REQUIRED WORK
(1) Copy the passage of the La Sylphide essay that begins at the words "What distinguishes La" and stops after "produced through discipline.", swapping "pointework" for "dancing en pointe".
(2) Proceed with the essay reading La Sylphide through Foucault, picking up after its final sentence.

READING PASSAGE
La Sylphide
1832

Choreography by Filippo Taglioni; music by Jean-Madeleine Schneitzhoeffer
Context: Often cited as the first Romantic ballet; emphasizes supernatural themes and ethereal femininity through pointework and the figure of the sylph (a magical forest spirit).
Thinking Through Michel Foucault (1926-1984)’s Philosophy on the Art Essence
With La Sylphide, Western ballet pivots from sovereign visibility (courtly power) to spectral interiority: an aesthetic shift that aligns perfectly with what Foucault, in The Order of Things, describes as the epistemic rupture between the Classical and the Modern. This ballet is not about order, taxonomy, and architectural spectacle—it is about dreams, longing, and the unreachable Other, especially as embodied by the feminized figure of the Sylph.
Foucault would immediately recognize La Sylphide as a discursive invention of desire. The sylph is not a character; she is a projection of the masculine subject’s fantasy, a codified figuration of the eroticized, unattainable ideal. She is the female body deterritorialized, transformed into vapor, suggestion, absence. This directly parallels the analysis in The Use of Pleasure, where Foucault describes the formation of ethical subjects through regulated desire—except here, the desire is romanticized, aestheticized, and placed onstage under the gaze of both audience and protagonist.
What distinguishes La Sylphide from earlier court ballets is the technologization of disappearance. Through the technical innovation of pointework, the ballerina seems to defy gravity, to exist on the threshold of presence and absence. Foucault would read this not as a naïve illusion, but as a technique of subjectivation—the dancer internalizes the ideal of bodily lightness, of corporeal transcendence, and performs it through rigorous physical control. In other words: the ethereal is produced through discipline.
Moreover, the ballet stages a clear regime of gendered embodiment. James, the male protagonist, is bound to the social world—duty, marriage, rationality. The Sylph, on the other hand, is pure affect, pure nature, pure escape. But this division, Foucault would argue, is not natural. It is a discursive arrangement, a deployment of sexuality (in The History of Sexuality terms), where the female body is idealized precisely to remain unreachable. She must die if she is touched.

DATA PROVIDED

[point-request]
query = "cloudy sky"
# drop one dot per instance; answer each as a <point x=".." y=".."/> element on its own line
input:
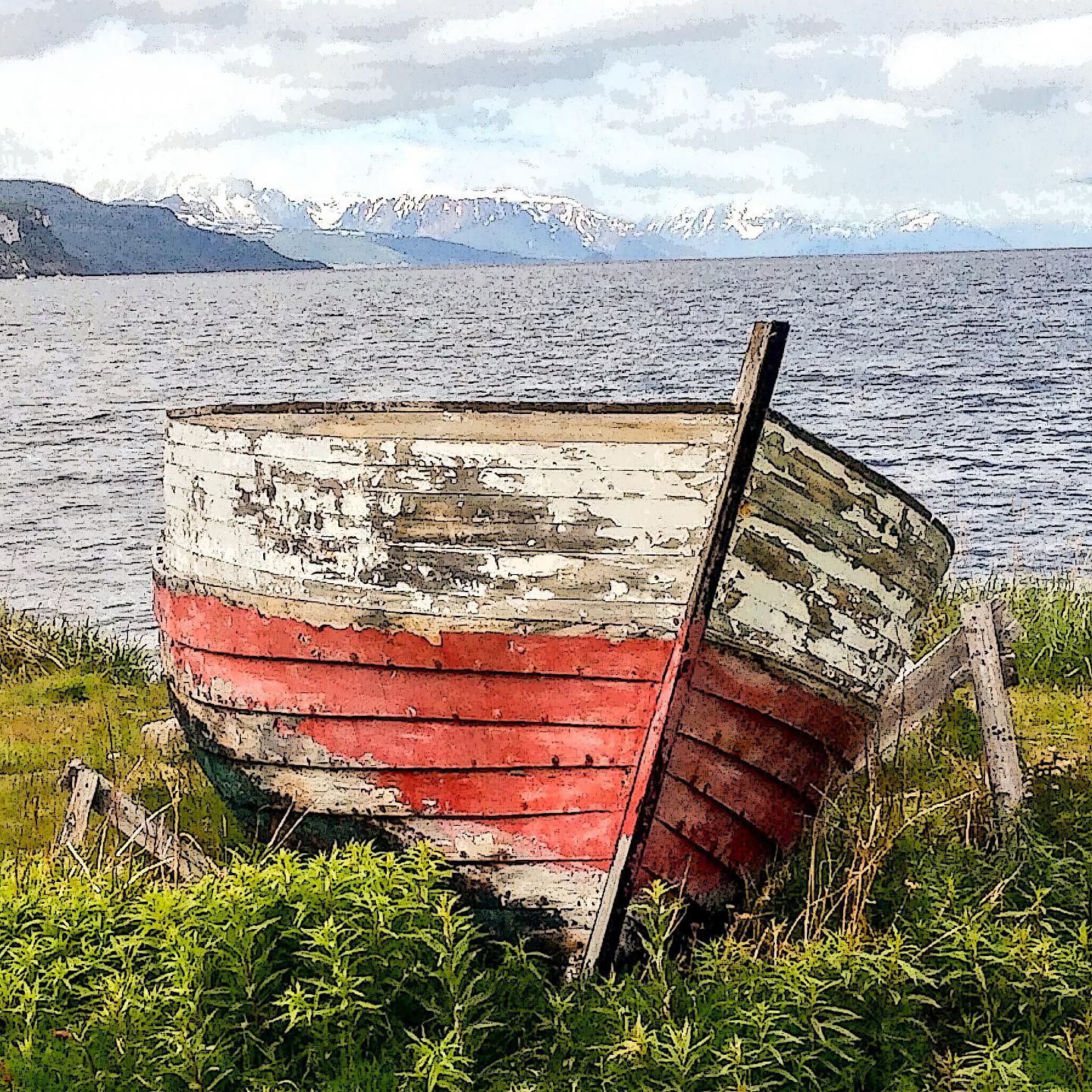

OUTPUTS IN ORDER
(1)
What distinguishes La Sylphide from earlier court ballets is the technologization of disappearance. Through the technical innovation of dancing en pointe, the ballerina seems to defy gravity, to exist on the threshold of presence and absence. Foucault would read this not as a naïve illusion, but as a technique of subjectivation—the dancer internalizes the ideal of bodily lightness, of corporeal transcendence, and performs it through rigorous physical control. In other words: the ethereal is produced through discipline.

(2)
In this sense, La Sylphide represents a sublimated form of erotic control. The desire it offers is never to be fulfilled—only aestheticized, disciplined, and mourned. The ballet teaches its audience not how to possess, but how to suffer beautifully.
From Ethics: Subjectivity and Truth, we could say that James' fate is the result of a misrecognition of truth. He cannot distinguish between dream and freedom, between romantic escape and social constraint. His downfall is not a moral failure, but an epistemic one—he chooses the sylph (a form of truth that does not belong to the order of knowledge), and is punished by losing both her and the world.
Finally, Foucault would note that the ballet operates within a newly emerging bourgeois moral economy. It no longer praises virtue as in classical drama, nor celebrates sovereign order as in the baroque. Instead, it produces subjects who are alienated, aesthetic, and self-regulating. The spectators are taught not to obey the king, but to discipline their longing through spectacle.
Thus, La Sylphide becomes a hinge point: where ballet ceases to be a mirror of power and becomes a mirror of internalized desire. Its sylph is not a fairy—she is a symptom of a modern subjectivity emerging in the 19th century, torn between the rational and the ecstatic, between the social body and the flight of the self.